Kutipan:
"""

Minggu I dalam Masa Prapaska
Kejadian 2:15-17; 3:1-7 | Mazmur 32 | Roma 5:12-19 | Matius 4:1-11
Setiap orang memiliki
identitas. Sering kali kita menentukan identitas berdasarkan relasi kita dengan
orang lain. Misalnya, seseorang disebut kakek karena ia memiliki cucu.
Seseorang menjadi ayah karena ia memiliki anak. Begitu pun sebaliknya,
seseorang tidak dapat disebut ayah jika ia tidak memiliki anak atau tidak dapat
disebut kakak jika ia tidak memiliki adik. Namun demikian semua orang pasti
memiliki identitas berdasarkan relasi dengan sesamanya. Ini kita sebut sebagai
identitas relasional.
Teks leksionari hari ini,
khususnya Kejadian dan Matius, juga berbicara soal identitas relasional. Ini
terkait dengan pencobaan yang dialami baik oleh Adam dan Hawa maupun oleh Yesus.
Pencobaan yang ada dalam kedua teks ini seringkali dikaitkan dengan pencobaan
atas iman seseorang. Bagaimana Adam dan
Hawa dicobai sehingga mereka berada pada persimpangan di mana mereka harus
memilih untuk taat kepada Allah atau mengikuti perkataan si ular. Atau tentang
Yesus yang dicobai imannya ketika ia berpuasa selama 40 hari di padang gurun.

"""

Bahan yang Diberikan:
"""

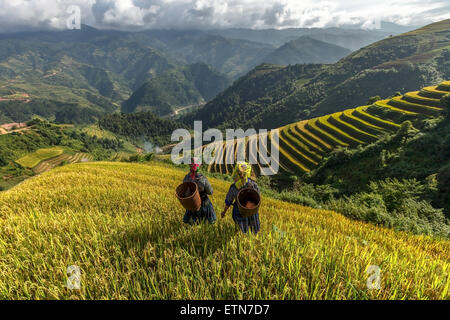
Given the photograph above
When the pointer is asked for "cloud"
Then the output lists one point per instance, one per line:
(195, 14)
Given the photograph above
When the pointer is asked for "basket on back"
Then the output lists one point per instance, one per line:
(248, 201)
(188, 195)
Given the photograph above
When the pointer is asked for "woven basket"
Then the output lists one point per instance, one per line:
(189, 197)
(244, 197)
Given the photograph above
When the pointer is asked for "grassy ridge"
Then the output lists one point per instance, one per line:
(33, 159)
(121, 224)
(303, 144)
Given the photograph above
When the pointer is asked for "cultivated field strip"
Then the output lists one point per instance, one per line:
(303, 145)
(56, 161)
(122, 225)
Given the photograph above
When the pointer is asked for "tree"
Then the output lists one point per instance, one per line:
(445, 101)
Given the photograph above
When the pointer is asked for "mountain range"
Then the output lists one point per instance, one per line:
(84, 74)
(271, 96)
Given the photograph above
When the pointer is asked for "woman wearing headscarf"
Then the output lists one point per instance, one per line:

"""

Rumusan Masalah:
Lanjutkan kutipan renungan tentang identitas relasional dan pencobaan itu, dimulai setelah kalimat terakhirnya. Daftar di atas diambil dari sumber lain yang tidak berkaitan dengan kutipan.

Jawaban:
Pencobaan terhadap Yesus serta Adam dan Hawa tidak hanya berbicara soal
bagaimana mereka harus memilih di antara dua pilihan atau berada pada
persimpangan, melainkan soal identitas relasional mereka dengan Allah. Karena
itu sekalipun tema yang diberikan adalah “Iman di Persimpangan Jalan”, yang
menjadi fokus dalam khotbah ini justru adalah soal identitas relasional.
Dalam Kejadian dikisahkan
tentang Adam dan Hawa yang setelah mereka diperintahkan oleh Allah untuk tidak
memakan buah pohon pengetahuan yang baik dan yang jahat, digoda oleh ular untuk
memakan buah pohon tersebut. Sebenarnya si ular menggoda Adam dan Hawa dengan
perkataan yang tidak sepenuhnya salah. Ia berkata, “Sekali-kali kamu tidak akan
mati … pada waktu kamu memakannya matamu akan terbuka, dan kamu akan menjadi
seperti Allah, tahu tentang yang baik dan yang jahat.” Mengapa tidak sepenuhnya
salah? Secara fisik memang Adam dan Hawa tidak mati setelah memakan buah itu,
namun relasi mereka dengan Allah menjadi rusak. Mereka terpisah dari Allah,
Sang Sumber Kehidupan. Selain itu, mereka pun menjadi sama seperti Allah, namun
hanya dalam hal pengetahuan akan yang baik dan yang jahat. Di sinilah kelemahan
Adam dan Hawa, yang membuat mereka jatuh. Mereka ditawarkan oleh si ular sebuah
identitas yang baru yang membuat mereka ingin lebih dari apa yang seharusnya.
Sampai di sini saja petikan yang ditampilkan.